* _What is expected_: Reproduce each of the lines below word for word, leaving out none of them.

--- start Dataset ---

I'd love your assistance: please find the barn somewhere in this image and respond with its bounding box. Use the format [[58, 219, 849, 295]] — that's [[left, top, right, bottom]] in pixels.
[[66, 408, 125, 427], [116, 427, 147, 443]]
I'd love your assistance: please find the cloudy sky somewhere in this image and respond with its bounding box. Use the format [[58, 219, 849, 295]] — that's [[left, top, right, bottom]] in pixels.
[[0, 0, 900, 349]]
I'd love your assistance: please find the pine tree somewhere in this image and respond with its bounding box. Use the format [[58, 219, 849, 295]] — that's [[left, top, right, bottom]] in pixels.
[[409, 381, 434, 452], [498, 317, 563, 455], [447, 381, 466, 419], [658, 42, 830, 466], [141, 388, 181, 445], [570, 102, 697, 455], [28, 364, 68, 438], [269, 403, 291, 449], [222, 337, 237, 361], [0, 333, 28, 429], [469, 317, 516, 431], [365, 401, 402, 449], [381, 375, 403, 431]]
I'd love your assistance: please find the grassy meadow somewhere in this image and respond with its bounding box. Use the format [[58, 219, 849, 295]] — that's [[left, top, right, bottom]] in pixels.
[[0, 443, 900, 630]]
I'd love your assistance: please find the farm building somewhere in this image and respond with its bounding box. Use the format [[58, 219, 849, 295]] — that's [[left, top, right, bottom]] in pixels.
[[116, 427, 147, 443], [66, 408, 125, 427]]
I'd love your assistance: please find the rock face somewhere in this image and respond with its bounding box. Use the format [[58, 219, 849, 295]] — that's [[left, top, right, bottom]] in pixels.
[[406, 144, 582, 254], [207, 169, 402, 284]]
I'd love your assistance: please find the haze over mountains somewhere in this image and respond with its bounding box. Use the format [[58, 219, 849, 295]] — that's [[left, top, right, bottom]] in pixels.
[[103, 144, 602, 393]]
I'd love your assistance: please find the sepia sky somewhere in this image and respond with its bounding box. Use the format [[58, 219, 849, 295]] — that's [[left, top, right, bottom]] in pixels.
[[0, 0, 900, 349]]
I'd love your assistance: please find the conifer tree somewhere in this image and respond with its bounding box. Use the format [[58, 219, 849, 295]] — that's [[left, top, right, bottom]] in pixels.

--- end Dataset ---

* _Response to the task_:
I'd love your assistance: please find the barn somewhere in this image and respond with its bounding box. Use the format [[58, 219, 849, 295]] — that's [[left, top, right, bottom]] in pixels.
[[66, 408, 125, 427], [116, 427, 147, 443]]
I'd love your assistance: please find the cloudy sky somewhere in this image and respond with its bounding box. Use the format [[58, 219, 849, 295]] — that's [[left, top, right, bottom]] in pixels.
[[0, 0, 900, 349]]
I'd love your assistance: please find the pine tree somewhere in this image and respond with its bounding box. Use the format [[58, 219, 849, 295]] — that's [[left, top, right, bottom]] in pixels.
[[409, 381, 434, 452], [498, 317, 563, 455], [447, 381, 466, 419], [658, 42, 830, 466], [141, 388, 181, 445], [570, 102, 697, 455], [28, 364, 68, 438], [269, 403, 291, 449], [222, 337, 237, 361], [0, 333, 28, 429], [469, 317, 516, 431], [365, 401, 402, 449], [381, 375, 403, 431]]
I'd love your assistance: please find the grassy meadow somewhere in this image and respond with its bounding box. Use the format [[58, 219, 849, 295]] — that's [[left, top, right, bottom]] in pixels.
[[0, 443, 900, 630]]
I'd love your assistance: please find the farm building somewhere in this image and respond with its bounding box. Use the format [[58, 219, 849, 295]] — that's [[left, top, right, bottom]] in pixels.
[[116, 427, 147, 443], [66, 408, 125, 427]]
I'd love your assistance: please find the rock face somewhere in this image and respond with its bounding box. Use the format [[58, 219, 849, 295]] — that's [[left, top, right, bottom]] in pixels.
[[406, 144, 582, 254], [207, 169, 402, 284]]
I'd love your assistance: please find the haze over mountains somewhere in this image and respond with its bounding box. Use the format [[58, 219, 849, 295]] — that's [[left, top, right, bottom]] in pixels.
[[103, 144, 602, 393]]
I'd love your assistance: please find the sepia sky somewhere in this image and respond with its bounding box. Use the format [[58, 219, 849, 295]] — that's [[left, top, right, bottom]] in pixels.
[[0, 0, 900, 349]]
I'd love your assistance: please find the conifer tree somewhere in this image and respond with its bounding box. Use the format [[58, 219, 849, 295]] — that's [[left, top, right, bottom]] in pixels.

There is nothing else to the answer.